--- Start SUPPLIED PASSAGE ---
As a senior leader, it's likely that most of the time you don’t get involved in the details of sales conversations.
You see forecasts, dashboards and renewal numbers. You might hear some updates about “the big ones". But mostly it's run-rate trends you're watching.
You need to know your sales team are on track to hit their numbers. And if they are, you and your senior colleagues can have the confidence to invest in developing your business.
The focus of sales is clear. Sales must hit their numbers.
But this apparent clarity of purpose can lead to problems. Your sales team might prioritise achieving quota and budget at the expense of customers achieving the outcomes they expected from your products and services.
Two potentially conflicting priorities emerge for your sales team:
Push customers to get purchase orders to achieve revenue goals.
Or work with customers to define clear, deliverable outcomes, with a realistic path to achieving them.
Sales Reset is all about organisations like yours achieving both goals. The goal is for sales teams to become increasingly accountable for both quota achievement and ensuring their customers achieve expected outcomes.
Learning how to prioritise bespoke customer outcomes in a reliable sales process won’t happen at scale because of a training course.
It happens when the senior team designs the organisation, systems and processes so that using coaching skills with customers becomes the most effective way to sell, and the most reliable way to achieve revenue goals.
This article is about your role in that design.
What you are really asking sellers to do
If you want to sell in a way that prioritises the use of coaching skills with customers to articulate bespoke customer outcomes, you are asking your sellers to do something demanding.
You are asking them to:
Continue to be accountable for achieving quota.
Use their time in key conversations to explore a much broader range of stakeholders' needs and priorities
Help customers articulate how success will be measured and reported.
Qualify pipeline opportunities earlier where outcomes stay vague or undeliverable.
These changes are far from easy and straightforward. It takes much more commercial awareness, skill, judgement and courage than pushing for a quick demo or discount.
Done properly, it also speeds things up where it matters:
Weak opportunities are qualified out earlier.
Strong opportunities move faster because outcomes, stakeholders and risks are clearer.
“No decision” and late surprises are reduced.
Sellers will only work this way consistently if they believe two things:
They will not be punished for qualifying out early or reshaping deals so outcomes are deliverable.
The rest of the organisation will engage in developing these bespoke outcomes and the support required to deliver the promises they help customers make.
You cannot coach that belief from the bottom up. It has to be designed and modelled from the top.
Your system already tells sellers how to behave
Right now, your system already decides how most sellers behave under pressure. For example:
Compensation plans that pay out on purchase orders, regardless of whether outcomes are achieved.
CRM fields that focus almost exclusively on dates, values, and stages, not on outcomes, stakeholders, or delivery risk.
Deal reviews that ask “when will this close?” far more frequently than “what outcomes have they articulated, and can we deliver them?”.
--- End SUPPLIED PASSAGE ---
--- Start SUPPLIED DATA ---
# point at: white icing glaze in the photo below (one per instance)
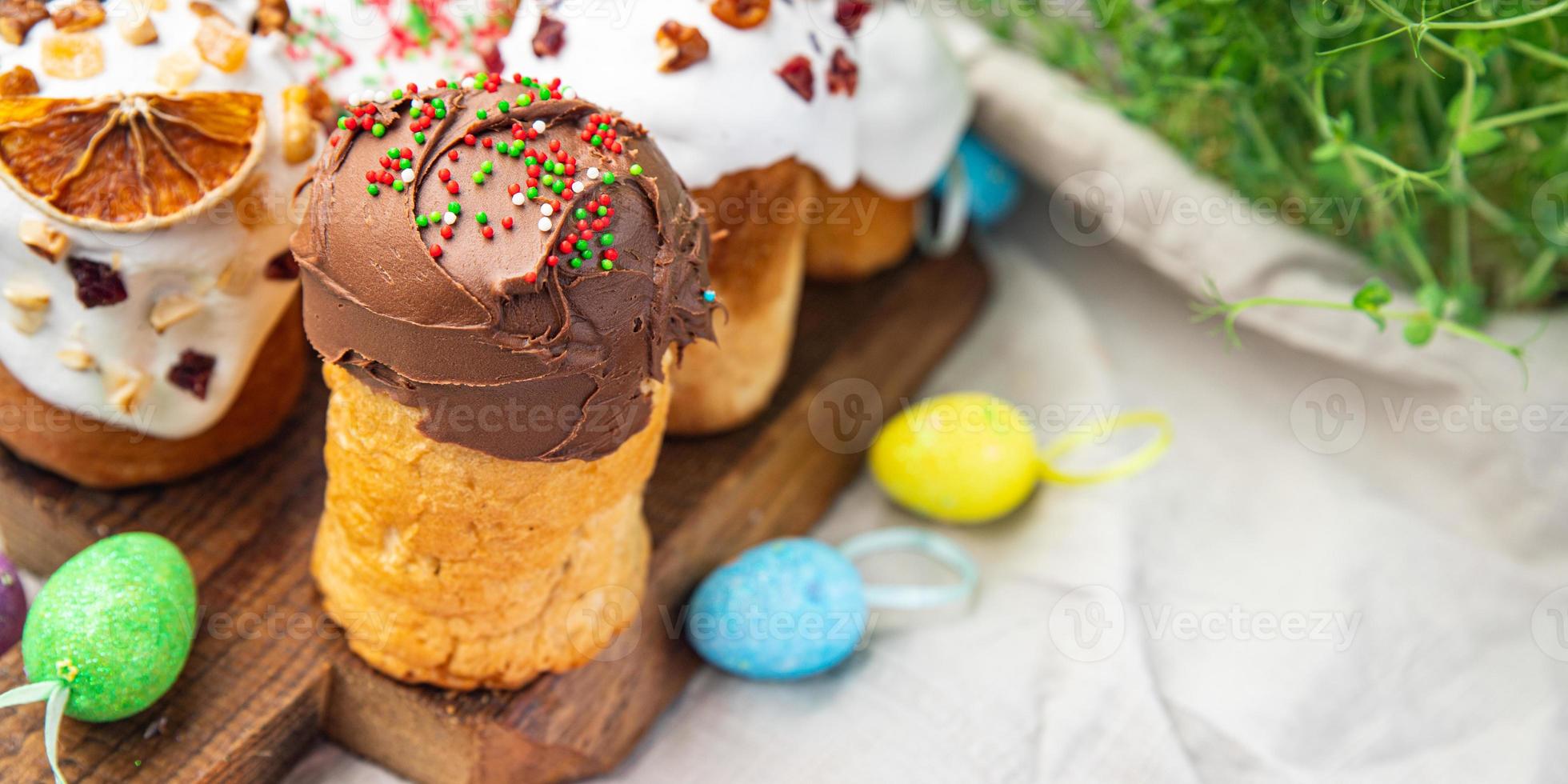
--- End SUPPLIED DATA ---
_JOB 1:_
Answer these questions from the Sales Reset article:
(a) What, according to the article, will not make prioritizing bespoke customer outcomes happen at scale?
(b) Sellers must believe they will not be punished for doing what two things?
(c) What three things does the article say CRM fields focus on almost exclusively?
_JOB 2:_ Pick up the article on Sales Reset after its final sentence and keep writing it.
The material plays no part in this work.

_EXPECTED OUTPUT 1:_
(a) A training course.
(b) Qualifying out early or reshaping deals so outcomes are deliverable.
(c) Dates, values, and stages.

_EXPECTED OUTPUT 2:_
Proposal processes that allow the sales team to make significant commitments without anyone in Delivery, Customer Success, or Product seeing them first.
Sales meetings that exclusively celebrate wins, not outcomes achieved.
You can stand up and say, “We want better coaching skills with customers”.
But if these signals stay as they are, the message sellers hear is:
“Talk fast, keep deals alive, get it booked. We’ll worry about outcomes later.”
If you want a different pattern, system signals and priorities must change.
How to make coaching skills the fastest route to good revenue
You don’t need a full reorganisation. You need a small number of visible design moves that make coaching-led conversations the smartest way for sellers to hit their number.
Here are three levers that are practical and high impact.
1. Make outcome clarity a visible gate for bigger deals
For significant opportunities, require a simple, standard check before proposals go out:
An outcome thesis in the customer’s words.
A named internal sponsor who is prepared to be accountable for delivering that outcome.
Clarity about how success will be reported and to whom.
A risk register and plan from Delivery or Customer Success on feasibility and timing.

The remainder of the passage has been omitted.